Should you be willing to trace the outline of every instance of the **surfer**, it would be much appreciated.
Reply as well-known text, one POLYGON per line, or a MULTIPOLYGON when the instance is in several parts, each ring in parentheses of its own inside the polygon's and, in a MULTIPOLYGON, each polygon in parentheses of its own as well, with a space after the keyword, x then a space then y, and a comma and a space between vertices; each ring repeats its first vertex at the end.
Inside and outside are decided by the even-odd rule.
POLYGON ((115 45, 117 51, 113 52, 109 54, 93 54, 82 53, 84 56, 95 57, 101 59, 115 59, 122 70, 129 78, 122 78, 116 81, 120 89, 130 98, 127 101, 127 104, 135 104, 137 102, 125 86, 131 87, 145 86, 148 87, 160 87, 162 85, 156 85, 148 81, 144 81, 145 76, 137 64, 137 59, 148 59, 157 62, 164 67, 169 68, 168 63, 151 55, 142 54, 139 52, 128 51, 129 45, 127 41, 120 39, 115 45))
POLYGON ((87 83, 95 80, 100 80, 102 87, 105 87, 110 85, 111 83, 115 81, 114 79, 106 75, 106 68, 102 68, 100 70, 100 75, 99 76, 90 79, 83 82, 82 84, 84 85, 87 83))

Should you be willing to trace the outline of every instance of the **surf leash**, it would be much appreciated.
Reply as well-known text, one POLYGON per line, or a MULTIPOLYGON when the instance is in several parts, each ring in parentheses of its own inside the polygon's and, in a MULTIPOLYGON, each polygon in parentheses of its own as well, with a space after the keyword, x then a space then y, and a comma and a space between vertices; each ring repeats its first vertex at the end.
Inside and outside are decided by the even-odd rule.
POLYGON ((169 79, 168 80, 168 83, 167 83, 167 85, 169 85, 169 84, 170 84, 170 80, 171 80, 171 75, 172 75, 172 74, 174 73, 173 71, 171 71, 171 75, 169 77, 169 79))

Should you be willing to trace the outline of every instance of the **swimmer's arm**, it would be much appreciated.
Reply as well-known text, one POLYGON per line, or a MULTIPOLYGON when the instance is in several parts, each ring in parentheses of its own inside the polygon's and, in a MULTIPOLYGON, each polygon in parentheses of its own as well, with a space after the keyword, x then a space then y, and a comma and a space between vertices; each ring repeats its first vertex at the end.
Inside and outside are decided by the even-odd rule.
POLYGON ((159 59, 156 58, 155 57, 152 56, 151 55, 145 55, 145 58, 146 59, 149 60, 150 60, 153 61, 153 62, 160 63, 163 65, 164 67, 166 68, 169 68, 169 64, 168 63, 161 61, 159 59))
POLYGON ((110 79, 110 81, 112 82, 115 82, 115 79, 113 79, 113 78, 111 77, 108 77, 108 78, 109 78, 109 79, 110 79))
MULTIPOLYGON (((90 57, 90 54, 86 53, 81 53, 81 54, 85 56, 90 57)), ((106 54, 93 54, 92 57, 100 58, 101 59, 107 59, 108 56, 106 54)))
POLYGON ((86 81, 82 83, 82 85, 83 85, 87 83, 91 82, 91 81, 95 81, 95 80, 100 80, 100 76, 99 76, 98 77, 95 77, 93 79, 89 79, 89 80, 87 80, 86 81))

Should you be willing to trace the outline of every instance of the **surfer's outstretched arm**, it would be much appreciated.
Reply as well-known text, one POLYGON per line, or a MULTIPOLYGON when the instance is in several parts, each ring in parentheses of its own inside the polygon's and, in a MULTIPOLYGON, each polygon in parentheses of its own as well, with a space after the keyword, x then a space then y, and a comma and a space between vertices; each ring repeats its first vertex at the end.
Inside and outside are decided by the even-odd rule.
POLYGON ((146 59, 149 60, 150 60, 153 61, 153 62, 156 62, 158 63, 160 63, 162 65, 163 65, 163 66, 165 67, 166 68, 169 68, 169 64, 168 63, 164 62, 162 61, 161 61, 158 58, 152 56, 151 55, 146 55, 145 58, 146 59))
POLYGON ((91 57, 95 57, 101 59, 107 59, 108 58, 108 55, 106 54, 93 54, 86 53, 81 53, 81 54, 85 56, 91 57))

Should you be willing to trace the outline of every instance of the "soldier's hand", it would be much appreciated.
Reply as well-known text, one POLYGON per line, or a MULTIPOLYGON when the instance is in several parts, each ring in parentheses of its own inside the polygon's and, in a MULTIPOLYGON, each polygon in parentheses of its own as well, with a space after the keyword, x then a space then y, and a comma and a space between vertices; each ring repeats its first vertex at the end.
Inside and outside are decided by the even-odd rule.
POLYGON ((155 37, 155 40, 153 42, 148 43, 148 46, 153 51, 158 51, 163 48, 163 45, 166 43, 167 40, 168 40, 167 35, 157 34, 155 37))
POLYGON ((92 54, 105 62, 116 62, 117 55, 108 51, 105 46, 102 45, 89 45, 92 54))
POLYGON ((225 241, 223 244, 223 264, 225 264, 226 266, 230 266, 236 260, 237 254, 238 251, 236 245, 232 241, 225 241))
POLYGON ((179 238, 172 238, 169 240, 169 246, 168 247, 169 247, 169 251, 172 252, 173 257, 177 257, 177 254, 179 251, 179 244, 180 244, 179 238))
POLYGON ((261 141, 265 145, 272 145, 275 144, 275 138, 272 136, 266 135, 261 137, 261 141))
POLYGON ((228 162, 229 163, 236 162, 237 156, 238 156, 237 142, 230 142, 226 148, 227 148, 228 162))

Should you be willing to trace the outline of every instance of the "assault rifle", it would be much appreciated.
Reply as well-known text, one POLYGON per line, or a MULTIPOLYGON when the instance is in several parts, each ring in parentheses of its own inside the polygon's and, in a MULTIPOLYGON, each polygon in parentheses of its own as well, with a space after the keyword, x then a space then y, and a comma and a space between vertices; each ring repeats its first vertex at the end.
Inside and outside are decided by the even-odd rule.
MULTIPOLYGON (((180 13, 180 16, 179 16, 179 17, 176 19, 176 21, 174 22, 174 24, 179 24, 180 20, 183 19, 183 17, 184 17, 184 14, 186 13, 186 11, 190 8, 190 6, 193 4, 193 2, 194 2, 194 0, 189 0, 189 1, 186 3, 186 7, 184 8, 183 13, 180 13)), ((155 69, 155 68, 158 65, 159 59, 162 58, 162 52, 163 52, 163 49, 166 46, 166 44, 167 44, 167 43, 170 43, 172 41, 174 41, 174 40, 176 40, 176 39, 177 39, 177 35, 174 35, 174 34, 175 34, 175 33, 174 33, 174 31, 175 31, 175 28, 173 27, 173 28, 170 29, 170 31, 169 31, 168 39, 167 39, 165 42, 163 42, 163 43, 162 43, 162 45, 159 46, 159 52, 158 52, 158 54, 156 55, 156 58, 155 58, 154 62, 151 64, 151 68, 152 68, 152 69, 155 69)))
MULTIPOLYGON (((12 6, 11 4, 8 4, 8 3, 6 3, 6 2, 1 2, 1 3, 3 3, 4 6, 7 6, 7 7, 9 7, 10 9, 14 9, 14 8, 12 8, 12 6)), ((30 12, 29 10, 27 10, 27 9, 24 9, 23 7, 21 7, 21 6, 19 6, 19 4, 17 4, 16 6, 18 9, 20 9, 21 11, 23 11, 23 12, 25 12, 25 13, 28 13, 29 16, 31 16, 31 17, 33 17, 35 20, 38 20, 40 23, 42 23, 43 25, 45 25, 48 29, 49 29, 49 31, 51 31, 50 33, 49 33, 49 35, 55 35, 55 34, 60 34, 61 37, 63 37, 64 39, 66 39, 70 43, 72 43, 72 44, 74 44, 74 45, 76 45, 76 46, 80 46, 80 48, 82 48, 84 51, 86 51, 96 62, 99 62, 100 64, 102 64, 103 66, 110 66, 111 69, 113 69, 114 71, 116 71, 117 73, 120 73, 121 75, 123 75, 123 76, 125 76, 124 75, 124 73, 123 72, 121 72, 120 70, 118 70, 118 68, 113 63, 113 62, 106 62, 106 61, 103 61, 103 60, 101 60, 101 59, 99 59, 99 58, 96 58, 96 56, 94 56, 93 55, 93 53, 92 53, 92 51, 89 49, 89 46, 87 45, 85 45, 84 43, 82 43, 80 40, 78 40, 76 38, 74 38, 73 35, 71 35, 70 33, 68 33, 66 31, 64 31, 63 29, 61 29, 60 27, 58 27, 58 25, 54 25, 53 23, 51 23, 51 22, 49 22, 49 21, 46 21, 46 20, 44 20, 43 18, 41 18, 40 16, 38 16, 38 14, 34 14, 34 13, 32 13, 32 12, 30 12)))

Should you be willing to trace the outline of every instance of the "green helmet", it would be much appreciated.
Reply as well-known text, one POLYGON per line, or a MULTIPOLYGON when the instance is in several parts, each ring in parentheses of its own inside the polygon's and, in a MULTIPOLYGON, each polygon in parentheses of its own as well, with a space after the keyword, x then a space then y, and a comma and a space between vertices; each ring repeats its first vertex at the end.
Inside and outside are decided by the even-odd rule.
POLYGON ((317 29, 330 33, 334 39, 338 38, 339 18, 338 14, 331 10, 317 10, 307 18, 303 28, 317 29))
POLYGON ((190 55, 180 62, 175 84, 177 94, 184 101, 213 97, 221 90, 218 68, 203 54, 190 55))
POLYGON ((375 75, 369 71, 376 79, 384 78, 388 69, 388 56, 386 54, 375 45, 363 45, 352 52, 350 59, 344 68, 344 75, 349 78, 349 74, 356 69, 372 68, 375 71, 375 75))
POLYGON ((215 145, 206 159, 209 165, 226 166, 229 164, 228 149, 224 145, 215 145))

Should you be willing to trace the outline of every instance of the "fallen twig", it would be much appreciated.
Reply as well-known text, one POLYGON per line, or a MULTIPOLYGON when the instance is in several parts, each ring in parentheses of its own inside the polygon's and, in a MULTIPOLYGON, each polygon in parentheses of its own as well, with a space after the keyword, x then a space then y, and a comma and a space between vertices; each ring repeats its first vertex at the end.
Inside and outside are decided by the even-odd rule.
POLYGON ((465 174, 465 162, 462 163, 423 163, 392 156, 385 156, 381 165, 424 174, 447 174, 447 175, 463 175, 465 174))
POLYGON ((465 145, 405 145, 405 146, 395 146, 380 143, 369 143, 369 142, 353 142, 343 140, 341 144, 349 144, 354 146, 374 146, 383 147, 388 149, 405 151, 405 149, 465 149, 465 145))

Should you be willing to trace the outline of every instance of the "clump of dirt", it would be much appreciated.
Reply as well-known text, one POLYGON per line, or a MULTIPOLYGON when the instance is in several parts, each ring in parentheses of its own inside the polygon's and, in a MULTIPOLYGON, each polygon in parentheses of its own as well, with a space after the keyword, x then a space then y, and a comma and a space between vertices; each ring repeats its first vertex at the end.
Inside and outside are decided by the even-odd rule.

=====

What to work on: Select every line of the records above that contains the string "surfer", matching case exactly.

Solution to this exercise:
Should you be willing to trace the outline of every instance of the **surfer**, it would be much appreciated.
Should you be willing to trace the outline of every instance of the **surfer's outstretched arm**, it would be much appreciated.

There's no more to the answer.